[Saved entries]
--
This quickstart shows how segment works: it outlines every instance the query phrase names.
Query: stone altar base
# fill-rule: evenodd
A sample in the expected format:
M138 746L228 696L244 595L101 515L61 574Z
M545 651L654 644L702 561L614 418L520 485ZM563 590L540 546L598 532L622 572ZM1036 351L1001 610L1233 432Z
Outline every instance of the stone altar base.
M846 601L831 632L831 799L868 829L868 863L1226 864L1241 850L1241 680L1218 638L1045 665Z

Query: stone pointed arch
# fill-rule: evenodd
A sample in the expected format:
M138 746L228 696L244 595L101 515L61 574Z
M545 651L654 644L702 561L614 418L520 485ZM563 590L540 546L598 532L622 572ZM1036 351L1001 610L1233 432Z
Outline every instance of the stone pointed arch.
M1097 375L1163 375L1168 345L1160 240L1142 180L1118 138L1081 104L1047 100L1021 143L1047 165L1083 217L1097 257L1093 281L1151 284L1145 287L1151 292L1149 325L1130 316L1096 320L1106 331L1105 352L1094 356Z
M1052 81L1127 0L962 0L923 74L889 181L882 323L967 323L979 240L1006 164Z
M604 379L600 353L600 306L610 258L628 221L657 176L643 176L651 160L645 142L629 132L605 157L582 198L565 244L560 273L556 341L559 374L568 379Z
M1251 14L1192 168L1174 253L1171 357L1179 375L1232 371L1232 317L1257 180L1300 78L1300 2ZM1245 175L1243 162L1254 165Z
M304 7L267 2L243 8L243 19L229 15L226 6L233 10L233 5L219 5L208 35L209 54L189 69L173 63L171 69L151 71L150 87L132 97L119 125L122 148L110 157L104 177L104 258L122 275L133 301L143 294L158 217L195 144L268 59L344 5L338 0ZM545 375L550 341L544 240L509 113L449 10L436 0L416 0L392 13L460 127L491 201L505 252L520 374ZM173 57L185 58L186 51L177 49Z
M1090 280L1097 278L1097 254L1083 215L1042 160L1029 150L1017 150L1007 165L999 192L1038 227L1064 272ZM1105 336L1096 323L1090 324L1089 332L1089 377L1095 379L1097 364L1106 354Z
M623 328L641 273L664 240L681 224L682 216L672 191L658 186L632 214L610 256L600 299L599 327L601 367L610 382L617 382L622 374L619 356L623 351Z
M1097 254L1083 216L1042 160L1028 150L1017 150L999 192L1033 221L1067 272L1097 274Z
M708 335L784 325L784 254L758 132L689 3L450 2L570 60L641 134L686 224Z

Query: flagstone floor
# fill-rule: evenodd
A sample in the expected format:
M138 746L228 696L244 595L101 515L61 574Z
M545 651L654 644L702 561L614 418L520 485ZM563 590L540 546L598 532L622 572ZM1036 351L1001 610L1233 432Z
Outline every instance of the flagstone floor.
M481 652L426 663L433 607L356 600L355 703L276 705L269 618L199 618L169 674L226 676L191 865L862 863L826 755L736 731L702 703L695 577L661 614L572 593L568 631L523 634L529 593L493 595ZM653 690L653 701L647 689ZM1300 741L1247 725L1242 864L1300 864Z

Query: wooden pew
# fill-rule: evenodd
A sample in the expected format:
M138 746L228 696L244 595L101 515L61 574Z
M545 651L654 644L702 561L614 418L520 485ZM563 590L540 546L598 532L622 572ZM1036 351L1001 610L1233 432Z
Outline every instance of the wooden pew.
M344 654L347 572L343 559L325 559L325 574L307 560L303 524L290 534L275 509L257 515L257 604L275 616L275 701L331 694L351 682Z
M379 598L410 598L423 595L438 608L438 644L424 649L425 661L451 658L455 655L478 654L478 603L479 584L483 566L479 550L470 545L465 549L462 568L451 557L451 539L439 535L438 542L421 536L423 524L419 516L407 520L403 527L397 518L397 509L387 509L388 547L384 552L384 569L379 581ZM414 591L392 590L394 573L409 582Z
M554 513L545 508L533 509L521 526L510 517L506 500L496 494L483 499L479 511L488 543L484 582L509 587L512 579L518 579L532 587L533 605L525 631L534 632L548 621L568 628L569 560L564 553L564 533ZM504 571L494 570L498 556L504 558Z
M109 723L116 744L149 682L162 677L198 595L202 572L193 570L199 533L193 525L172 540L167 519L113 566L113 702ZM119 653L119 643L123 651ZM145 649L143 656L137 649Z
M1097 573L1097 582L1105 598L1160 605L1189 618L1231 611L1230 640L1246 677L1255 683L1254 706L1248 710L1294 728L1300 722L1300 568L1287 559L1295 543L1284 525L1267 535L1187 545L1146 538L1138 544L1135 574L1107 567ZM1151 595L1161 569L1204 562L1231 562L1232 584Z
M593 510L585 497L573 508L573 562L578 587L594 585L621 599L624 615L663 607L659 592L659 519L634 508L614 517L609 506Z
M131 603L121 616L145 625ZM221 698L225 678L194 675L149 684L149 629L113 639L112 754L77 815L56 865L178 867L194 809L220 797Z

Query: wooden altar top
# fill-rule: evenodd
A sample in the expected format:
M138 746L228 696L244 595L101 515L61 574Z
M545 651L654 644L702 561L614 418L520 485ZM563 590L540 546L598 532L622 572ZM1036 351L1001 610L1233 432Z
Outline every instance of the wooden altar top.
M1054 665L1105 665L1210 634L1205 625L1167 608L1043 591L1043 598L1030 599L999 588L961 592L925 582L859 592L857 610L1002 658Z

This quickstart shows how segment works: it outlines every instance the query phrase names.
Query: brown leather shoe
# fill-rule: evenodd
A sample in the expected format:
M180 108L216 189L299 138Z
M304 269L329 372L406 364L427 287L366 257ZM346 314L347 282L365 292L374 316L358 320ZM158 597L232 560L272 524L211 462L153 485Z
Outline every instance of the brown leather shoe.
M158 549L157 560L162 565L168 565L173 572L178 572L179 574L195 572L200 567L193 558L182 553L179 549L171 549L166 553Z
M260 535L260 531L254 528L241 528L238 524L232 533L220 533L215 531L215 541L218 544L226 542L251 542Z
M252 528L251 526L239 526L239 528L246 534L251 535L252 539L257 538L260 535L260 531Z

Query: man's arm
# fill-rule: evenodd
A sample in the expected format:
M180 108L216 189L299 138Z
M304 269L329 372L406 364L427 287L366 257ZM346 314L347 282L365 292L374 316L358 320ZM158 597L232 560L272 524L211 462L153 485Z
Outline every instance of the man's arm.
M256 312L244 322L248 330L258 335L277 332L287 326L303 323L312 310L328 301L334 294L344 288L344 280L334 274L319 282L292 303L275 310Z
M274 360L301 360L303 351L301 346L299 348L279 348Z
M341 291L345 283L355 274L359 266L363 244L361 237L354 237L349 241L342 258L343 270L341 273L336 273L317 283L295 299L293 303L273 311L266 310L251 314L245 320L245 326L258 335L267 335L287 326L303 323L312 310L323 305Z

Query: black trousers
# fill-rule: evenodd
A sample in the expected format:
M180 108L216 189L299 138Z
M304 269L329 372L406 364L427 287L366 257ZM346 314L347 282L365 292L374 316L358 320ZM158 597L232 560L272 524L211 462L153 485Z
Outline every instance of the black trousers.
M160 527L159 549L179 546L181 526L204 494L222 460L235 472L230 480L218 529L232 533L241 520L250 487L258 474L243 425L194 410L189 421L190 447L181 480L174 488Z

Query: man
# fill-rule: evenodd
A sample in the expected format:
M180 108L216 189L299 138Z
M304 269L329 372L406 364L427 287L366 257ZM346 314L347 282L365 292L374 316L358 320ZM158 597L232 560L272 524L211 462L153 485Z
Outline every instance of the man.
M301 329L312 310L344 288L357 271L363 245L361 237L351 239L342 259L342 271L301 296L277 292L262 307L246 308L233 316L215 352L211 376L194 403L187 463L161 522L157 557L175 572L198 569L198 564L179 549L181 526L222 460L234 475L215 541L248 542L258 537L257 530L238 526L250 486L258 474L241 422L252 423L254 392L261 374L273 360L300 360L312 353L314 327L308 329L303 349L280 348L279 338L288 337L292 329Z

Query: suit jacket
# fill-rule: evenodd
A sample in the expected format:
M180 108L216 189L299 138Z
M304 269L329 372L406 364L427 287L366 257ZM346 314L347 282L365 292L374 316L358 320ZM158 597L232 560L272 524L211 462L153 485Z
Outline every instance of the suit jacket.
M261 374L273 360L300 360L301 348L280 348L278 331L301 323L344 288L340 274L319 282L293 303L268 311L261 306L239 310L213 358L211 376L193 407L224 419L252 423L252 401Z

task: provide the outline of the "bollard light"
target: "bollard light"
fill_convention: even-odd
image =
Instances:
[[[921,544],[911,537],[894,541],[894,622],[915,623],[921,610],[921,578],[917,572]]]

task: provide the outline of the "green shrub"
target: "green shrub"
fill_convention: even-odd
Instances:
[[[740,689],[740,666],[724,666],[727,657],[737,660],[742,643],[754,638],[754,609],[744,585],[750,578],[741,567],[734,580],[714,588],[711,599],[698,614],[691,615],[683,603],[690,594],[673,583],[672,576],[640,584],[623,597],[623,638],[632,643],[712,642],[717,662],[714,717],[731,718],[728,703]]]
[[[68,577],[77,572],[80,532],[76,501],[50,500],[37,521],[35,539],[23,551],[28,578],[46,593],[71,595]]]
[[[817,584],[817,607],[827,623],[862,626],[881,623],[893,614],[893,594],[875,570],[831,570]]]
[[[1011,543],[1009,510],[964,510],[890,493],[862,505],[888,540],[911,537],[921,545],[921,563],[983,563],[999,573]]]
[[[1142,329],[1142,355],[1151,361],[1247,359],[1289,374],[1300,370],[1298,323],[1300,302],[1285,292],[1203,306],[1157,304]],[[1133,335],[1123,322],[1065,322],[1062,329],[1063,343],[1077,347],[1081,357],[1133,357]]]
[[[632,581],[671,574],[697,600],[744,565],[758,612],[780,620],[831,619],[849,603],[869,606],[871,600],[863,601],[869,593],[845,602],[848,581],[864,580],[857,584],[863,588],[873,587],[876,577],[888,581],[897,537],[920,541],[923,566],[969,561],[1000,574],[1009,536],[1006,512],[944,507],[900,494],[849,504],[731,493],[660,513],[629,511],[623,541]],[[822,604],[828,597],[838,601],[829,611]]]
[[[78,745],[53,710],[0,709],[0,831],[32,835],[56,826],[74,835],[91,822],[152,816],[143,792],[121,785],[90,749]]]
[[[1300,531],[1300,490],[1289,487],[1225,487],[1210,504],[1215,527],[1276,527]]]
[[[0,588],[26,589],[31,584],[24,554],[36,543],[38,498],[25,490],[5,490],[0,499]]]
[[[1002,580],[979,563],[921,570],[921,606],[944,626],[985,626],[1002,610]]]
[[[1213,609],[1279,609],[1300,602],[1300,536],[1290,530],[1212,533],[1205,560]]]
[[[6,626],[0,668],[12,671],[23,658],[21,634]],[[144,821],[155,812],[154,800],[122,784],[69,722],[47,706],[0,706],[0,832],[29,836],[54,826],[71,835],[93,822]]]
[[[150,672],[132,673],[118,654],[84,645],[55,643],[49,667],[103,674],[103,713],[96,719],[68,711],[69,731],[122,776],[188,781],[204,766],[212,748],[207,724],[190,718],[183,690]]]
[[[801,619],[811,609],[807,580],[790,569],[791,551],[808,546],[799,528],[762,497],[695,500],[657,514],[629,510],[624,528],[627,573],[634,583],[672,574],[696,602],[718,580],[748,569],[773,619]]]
--
● **DIRECTIONS FOR THIS TASK**
When a line in the entries above holds the word "target", add it to the count, then state only the count.

● **ANSWER FOR THE TASK**
2